* 本文抜粋 *

改訂新版 世界大百科事典 「キリスト教音楽」の意味・わかりやすい解説
キリスト教音楽 (キリストきょうおんがく)
キリスト教は世界に分布するさまざまな宗教の中でも,とくにすぐれた音楽的伝統をもち,高い芸術的レベルの音楽文化を育成した。ただし,他の宗教にも数多くの宗派宗旨があるように,キリスト教にも,カトリックとプロテスタントの二大教会の別があり,それぞれの内部に数多くの教派があって,音楽的伝統も一様ではない。芸術的に見た場合,それらの中でとくに重要なのは,パレストリーナやベートーベンのミサ曲によって代表されるローマ・カトリック教会,バッハのカンタータや受難曲によって代表されるルター派のドイツ福音主義教会,パーセルのアンセムやヘンデルのオラトリオによって代表される英国国教会,ボルトニャンスキーの教会コンチェルトによって代表されるロシア正教会などである。
イエス・キリストの生涯を書き記した新約聖書の福音書には,ただ1ヵ所だけ音楽に言及した個所がある。イエスは十字架につく前に弟子たちと最後の晩餐をともにし,〈彼らは,さんびを歌った後,オリーブ山へ出かけて行った〉とある。ここで歌われたのは,旧約聖書の《詩篇》の歌(プサルモディアpsalmodia)であったと考えられる。その後,初期キリスト教の時代を通じて,キリスト教の中心は主として地中海の東方(オリエント)にあり,新たに作られる賛歌(ヒュムノスhymnos)の類を加えながら,シリア聖歌,アルメニア聖歌,コプト聖歌,ビザンティン聖歌など,それぞれ地方色をもつ典礼聖歌の伝統が形づくられていった。

* データ *
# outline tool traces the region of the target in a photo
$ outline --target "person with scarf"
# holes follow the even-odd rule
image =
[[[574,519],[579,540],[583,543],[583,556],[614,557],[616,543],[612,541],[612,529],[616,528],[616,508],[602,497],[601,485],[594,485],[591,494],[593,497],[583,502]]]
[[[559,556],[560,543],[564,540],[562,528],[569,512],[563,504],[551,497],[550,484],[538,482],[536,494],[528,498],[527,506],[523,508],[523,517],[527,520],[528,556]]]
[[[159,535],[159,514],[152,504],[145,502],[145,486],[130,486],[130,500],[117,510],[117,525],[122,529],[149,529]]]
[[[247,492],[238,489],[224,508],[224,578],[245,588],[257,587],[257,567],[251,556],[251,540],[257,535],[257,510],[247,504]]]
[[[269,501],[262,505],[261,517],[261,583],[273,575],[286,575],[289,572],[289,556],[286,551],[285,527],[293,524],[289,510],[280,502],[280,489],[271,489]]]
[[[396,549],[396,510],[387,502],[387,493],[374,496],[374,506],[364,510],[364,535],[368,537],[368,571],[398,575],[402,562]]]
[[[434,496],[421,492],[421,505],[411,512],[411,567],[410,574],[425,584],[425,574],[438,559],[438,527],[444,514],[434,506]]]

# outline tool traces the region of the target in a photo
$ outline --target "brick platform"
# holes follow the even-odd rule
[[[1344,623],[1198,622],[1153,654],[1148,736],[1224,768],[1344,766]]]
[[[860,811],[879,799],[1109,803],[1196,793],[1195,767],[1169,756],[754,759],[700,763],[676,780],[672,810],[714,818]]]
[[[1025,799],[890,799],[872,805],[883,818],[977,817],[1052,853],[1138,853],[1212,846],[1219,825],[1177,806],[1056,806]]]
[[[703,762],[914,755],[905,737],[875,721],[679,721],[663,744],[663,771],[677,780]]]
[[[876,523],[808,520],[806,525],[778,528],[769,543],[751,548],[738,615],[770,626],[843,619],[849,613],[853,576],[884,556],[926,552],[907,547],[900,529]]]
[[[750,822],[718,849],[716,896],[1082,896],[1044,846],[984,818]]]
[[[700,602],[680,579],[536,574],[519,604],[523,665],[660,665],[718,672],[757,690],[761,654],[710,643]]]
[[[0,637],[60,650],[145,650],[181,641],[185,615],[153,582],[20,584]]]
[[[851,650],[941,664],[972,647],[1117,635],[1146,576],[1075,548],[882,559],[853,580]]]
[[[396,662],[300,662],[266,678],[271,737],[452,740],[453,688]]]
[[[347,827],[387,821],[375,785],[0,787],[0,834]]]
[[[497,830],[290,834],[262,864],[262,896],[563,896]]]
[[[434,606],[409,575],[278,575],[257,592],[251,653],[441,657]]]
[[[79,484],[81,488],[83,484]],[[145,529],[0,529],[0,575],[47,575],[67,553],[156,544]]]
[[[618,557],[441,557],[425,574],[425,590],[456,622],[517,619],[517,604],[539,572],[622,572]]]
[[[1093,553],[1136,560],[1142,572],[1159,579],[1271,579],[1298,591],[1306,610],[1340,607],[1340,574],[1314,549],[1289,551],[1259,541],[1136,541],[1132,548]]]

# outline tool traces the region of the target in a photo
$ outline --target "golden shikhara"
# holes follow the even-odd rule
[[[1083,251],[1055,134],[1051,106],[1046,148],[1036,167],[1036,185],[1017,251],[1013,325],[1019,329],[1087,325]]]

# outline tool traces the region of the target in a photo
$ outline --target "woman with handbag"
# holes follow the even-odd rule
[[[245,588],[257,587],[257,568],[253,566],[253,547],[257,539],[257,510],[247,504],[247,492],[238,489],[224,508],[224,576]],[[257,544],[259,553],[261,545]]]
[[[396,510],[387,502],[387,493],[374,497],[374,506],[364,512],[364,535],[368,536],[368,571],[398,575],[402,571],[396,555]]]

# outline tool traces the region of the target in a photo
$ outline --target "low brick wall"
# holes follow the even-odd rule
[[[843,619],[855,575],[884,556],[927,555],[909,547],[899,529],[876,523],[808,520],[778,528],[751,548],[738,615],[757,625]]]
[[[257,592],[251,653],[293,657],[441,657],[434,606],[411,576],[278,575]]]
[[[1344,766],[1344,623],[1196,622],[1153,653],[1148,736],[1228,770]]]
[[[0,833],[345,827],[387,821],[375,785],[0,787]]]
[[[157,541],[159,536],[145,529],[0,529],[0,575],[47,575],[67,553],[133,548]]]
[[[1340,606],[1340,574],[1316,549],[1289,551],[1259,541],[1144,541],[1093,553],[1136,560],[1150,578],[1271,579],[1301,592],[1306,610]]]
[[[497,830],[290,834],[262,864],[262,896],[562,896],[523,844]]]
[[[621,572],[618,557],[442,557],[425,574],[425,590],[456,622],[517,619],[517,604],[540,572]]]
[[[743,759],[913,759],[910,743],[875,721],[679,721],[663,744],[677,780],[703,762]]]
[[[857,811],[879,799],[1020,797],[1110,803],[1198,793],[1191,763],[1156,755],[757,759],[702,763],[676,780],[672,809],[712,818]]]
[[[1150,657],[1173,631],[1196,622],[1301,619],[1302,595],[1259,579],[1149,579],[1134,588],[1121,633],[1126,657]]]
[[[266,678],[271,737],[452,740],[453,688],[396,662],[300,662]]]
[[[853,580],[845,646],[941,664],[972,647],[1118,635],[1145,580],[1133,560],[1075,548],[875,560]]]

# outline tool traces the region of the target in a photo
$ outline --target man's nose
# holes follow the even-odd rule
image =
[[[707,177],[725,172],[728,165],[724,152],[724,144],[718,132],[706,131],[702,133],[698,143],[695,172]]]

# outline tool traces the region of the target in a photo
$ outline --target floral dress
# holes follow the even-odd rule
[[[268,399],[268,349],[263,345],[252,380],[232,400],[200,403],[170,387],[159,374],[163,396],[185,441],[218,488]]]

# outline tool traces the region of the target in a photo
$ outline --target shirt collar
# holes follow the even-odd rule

* 出題 1 *
キリスト教音楽の解説について、次の問いに答えよ。
(a) 新約聖書の福音書で音楽に言及した個所はいくつあるか。
(b) バッハのカンタータや受難曲によって代表される教会はどれか。
(c) 初期キリスト教の時代、キリスト教の中心は主にどこにあったか。
* 出題 2 *
キリスト教音楽の解説から、「改訂新版 世界大百科事典 「キリスト教音楽」の意味・わかりやすい解説」で始まり「の伝統が形づくられていった。」まで続く部分を、一字も変えずに書き写せ。

* 解答 1 *
(a) ただ1ヵ所
(b) ルター派のドイツ福音主義教会
(c) 地中海の東方(オリエント)

* 解答 2 *
改訂新版 世界大百科事典 「キリスト教音楽」の意味・わかりやすい解説
キリスト教音楽 (キリストきょうおんがく)
キリスト教は世界に分布するさまざまな宗教の中でも,とくにすぐれた音楽的伝統をもち,高い芸術的レベルの音楽文化を育成した。ただし,他の宗教にも数多くの宗派宗旨があるように,キリスト教にも,カトリックとプロテスタントの二大教会の別があり,それぞれの内部に数多くの教派があって,音楽的伝統も一様ではない。芸術的に見た場合,それらの中でとくに重要なのは,パレストリーナやベートーベンのミサ曲によって代表されるローマ・カトリック教会,バッハのカンタータや受難曲によって代表されるルター派のドイツ福音主義教会,パーセルのアンセムやヘンデルのオラトリオによって代表される英国国教会,ボルトニャンスキーの教会コンチェルトによって代表されるロシア正教会などである。
イエス・キリストの生涯を書き記した新約聖書の福音書には,ただ1ヵ所だけ音楽に言及した個所がある。イエスは十字架につく前に弟子たちと最後の晩餐をともにし,〈彼らは,さんびを歌った後,オリーブ山へ出かけて行った〉とある。ここで歌われたのは,旧約聖書の《詩篇》の歌(プサルモディアpsalmodia)であったと考えられる。その後,初期キリスト教の時代を通じて,キリスト教の中心は主として地中海の東方(オリエント)にあり,新たに作られる賛歌(ヒュムノスhymnos)の類を加えながら,シリア聖歌,アルメニア聖歌,コプト聖歌,ビザンティン聖歌など,それぞれ地方色をもつ典礼聖歌の伝統が形づくられていった。